Le choix du terrain a été guidé par la volonté de se situer au point de confluence entre une logique des communs et le champ de l’économie solidaire. Dès lors, l’initiative du Phares nous est parue particulièrement intéressante à étudier. Le Phares est en effet un Pôle territorial de coopération économique (PTCE) qui gère un bâtiment de 1 350 m² situé sur L’Ile-Saint-Denis (Seine-Saint-Denis) et regroupe seize structures de l’ESS. Il s’agit pour le Phares de produire du commun en rassemblant des acteurs « autour d’un projet collectif alliant mutualisation de moyens, et volonté de répondre ensemble aux enjeux de développement local » [2]. La particularité de ce regroupement est de s’inscrire « dans une dynamique écologique, d’économie solidaire, de lutte contre les exclusions, d’insertion professionnelle et de développement durable » [3]. Le Phares est aussi l’histoire d’un bâtiment géré en commun et de synergies d’action qui se déploient (et font sens) sur le territoire d’action en cohérence avec ce lieu partagé.

Les prémices du projet Phares [4] : l’association Halage

Le projet initial du Phares est né au cours des années 1990 au sein d’un réseau d’acteurs de L’Ile-Saint-Denis. Il fait suite au développement de nombreuses initiatives associatives, dont l’objectif affirmé était de répondre aux difficultés de la population et de contribuer au développement social et économique du territoire. L’association Halage, qui aura un rôle central dans l’émergence du Phares, est en particulier née en 1994 de ce mouvement citoyen ancré dans l’éducation populaire. Dans ce sillage, a émergé la volonté d’acteurs associatifs du territoire de se regrouper afin d’offrir une « réponse coordonnée et multidimensionnelle aux besoins locaux » (Berdoulet et Gros, 2014).

Ce projet a trouvé une concrétisation dans l’acquisition en 2001 d’un bâtiment destiné à être mutualisé. L’association Halage, qui disposait de fonds propres et de la capacité à recourir à un emprunt bancaire, s’est portée acquéreur du bâtiment. Un collectif de huit organisations associatives, qui s’était constitué sur la base de réseaux communs ainsi que sur de forts liens interpersonnels, y a alors emménagé. La cohabitation a été juridiquement formalisée par la conclusion de contrats de bail entre Halage et les autres occupants du lieu.

En dépit de la volonté de développer une mutualisation étroite ainsi que des projets bénéficiant au territoire, les personnes interrogées conviennent aujourd’hui de l’échec de cette première tentative. Le regroupement physique n’a ainsi tout d’abord pas permis d’assurer la pérennité des associations impliquées, plusieurs d’entre elles ayant disparu en raison de difficultés financières.

### Objectif de l'exercice
Mettez à jour le passage du texte sur le Phares qui commence par « Ce projet a » et se termine par « occupants du lieu. » en y remplaçant « huit » par « neuf », puis donnez ce passage en entier.

### Données fournies
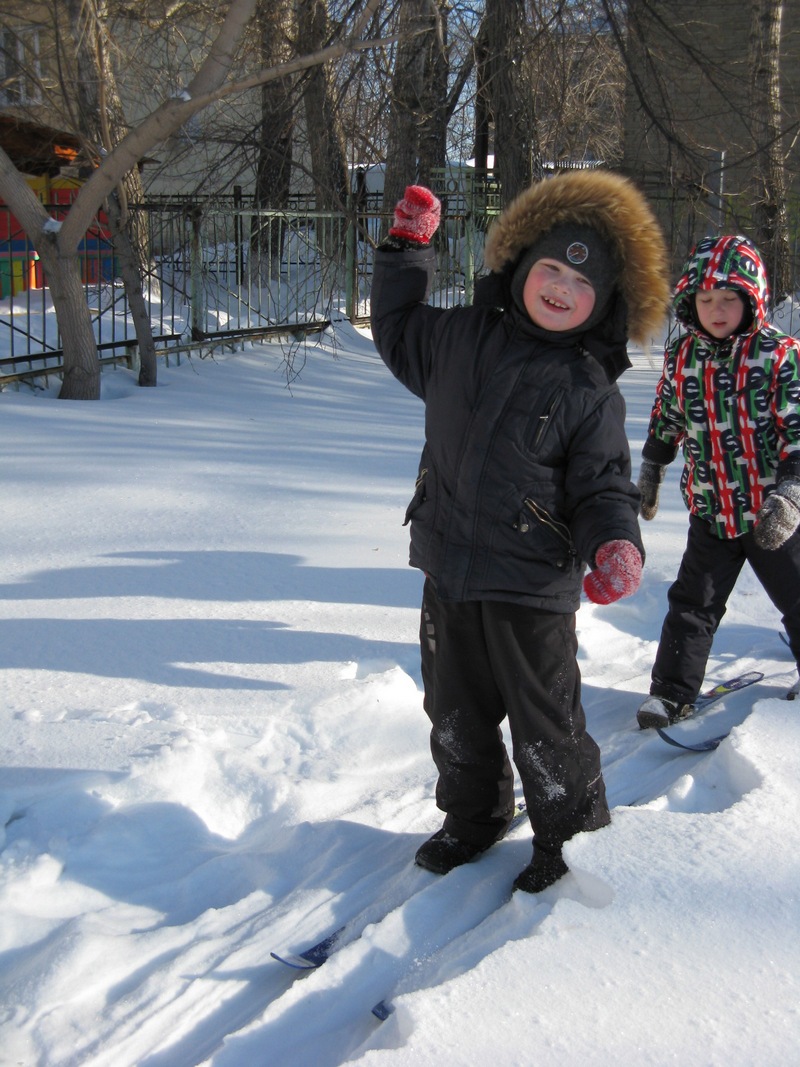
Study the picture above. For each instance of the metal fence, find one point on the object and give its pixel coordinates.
(219, 271)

### Réponse complète
Ce projet a trouvé une concrétisation dans l’acquisition en 2001 d’un bâtiment destiné à être mutualisé. L’association Halage, qui disposait de fonds propres et de la capacité à recourir à un emprunt bancaire, s’est portée acquéreur du bâtiment. Un collectif de neuf organisations associatives, qui s’était constitué sur la base de réseaux communs ainsi que sur de forts liens interpersonnels, y a alors emménagé. La cohabitation a été juridiquement formalisée par la conclusion de contrats de bail entre Halage et les autres occupants du lieu.